**Requirement:**
Gather every line in the records below that contains the word "spoon" and copy each one out in full.

**Material:**

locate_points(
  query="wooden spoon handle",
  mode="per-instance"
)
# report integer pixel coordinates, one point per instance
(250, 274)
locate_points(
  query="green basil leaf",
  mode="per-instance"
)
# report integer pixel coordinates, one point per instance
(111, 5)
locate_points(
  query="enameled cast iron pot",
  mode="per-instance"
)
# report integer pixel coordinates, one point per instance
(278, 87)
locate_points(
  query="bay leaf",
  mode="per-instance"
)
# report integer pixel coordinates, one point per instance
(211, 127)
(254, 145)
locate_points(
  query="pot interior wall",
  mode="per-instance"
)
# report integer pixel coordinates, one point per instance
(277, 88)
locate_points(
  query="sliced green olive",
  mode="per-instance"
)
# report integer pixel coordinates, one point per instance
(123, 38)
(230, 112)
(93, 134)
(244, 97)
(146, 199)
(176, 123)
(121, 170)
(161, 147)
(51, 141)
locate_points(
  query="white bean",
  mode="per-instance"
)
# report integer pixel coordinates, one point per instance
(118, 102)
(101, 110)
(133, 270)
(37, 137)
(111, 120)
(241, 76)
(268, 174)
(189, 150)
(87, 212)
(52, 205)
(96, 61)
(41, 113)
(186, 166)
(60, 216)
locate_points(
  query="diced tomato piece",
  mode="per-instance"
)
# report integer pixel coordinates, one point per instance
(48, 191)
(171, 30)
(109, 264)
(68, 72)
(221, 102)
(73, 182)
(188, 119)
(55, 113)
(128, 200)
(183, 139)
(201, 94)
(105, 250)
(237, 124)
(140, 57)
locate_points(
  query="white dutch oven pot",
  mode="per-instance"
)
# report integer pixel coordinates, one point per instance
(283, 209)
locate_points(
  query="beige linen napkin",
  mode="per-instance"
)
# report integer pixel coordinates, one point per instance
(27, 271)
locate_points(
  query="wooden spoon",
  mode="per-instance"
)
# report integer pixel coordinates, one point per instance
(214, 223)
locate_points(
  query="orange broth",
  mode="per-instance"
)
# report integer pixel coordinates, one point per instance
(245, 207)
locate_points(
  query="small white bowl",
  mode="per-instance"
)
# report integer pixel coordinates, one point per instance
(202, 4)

--

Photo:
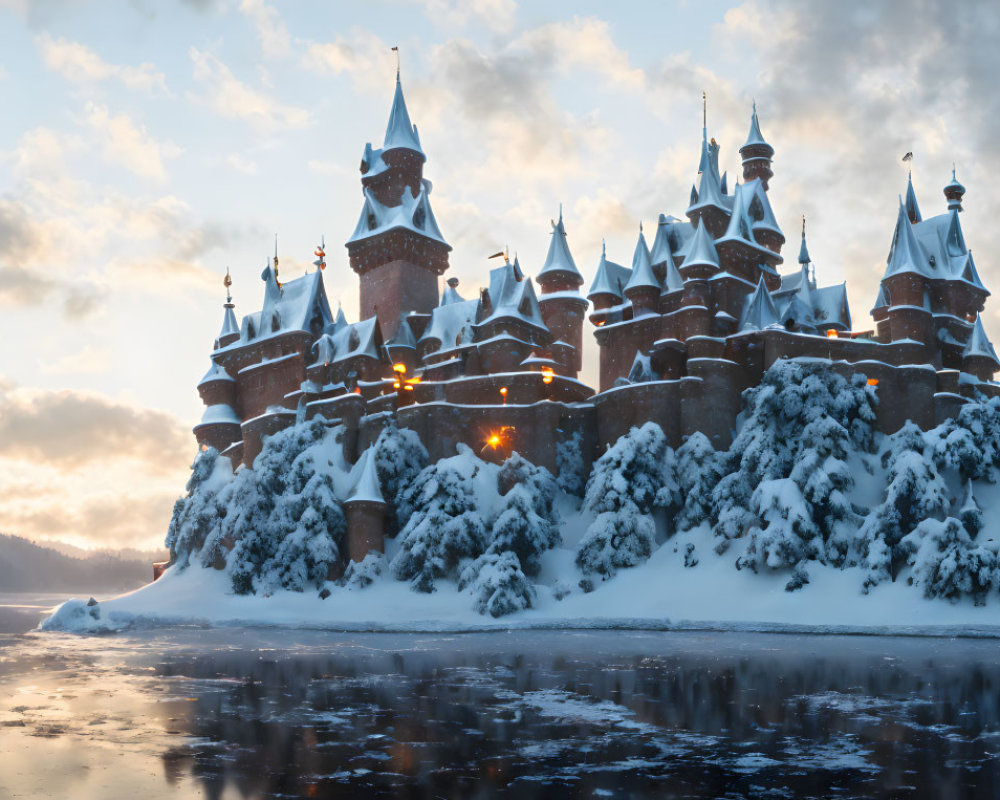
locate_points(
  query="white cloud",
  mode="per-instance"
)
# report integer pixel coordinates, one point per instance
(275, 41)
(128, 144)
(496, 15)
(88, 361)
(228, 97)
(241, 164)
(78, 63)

**Result for this exercise:**
  query="wooden spoon handle",
  query="wooden spoon",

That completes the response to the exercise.